INFORMATION SUPPLIED
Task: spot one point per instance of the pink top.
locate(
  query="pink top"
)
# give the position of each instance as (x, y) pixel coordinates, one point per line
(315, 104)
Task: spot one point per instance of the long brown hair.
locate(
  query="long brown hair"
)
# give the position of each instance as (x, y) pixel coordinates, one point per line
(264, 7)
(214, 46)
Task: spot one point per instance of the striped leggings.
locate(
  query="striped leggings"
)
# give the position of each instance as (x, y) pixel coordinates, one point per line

==

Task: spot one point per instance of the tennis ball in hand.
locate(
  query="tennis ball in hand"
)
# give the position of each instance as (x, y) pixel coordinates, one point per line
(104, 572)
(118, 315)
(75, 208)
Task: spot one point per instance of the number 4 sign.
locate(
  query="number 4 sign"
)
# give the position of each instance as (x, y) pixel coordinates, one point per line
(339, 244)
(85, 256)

...

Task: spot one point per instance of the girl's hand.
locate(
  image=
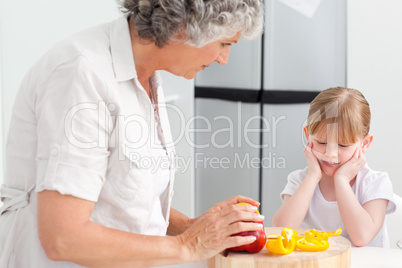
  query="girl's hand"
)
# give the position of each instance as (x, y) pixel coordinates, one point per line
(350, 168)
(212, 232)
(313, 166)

SET PROBLEM
List every line in the records above that contains the word "long", copying each line in full. Case counts.

SOLUTION TO THE PROBLEM
Task: spot one point per instance of the long brown hair.
  query="long brown hair"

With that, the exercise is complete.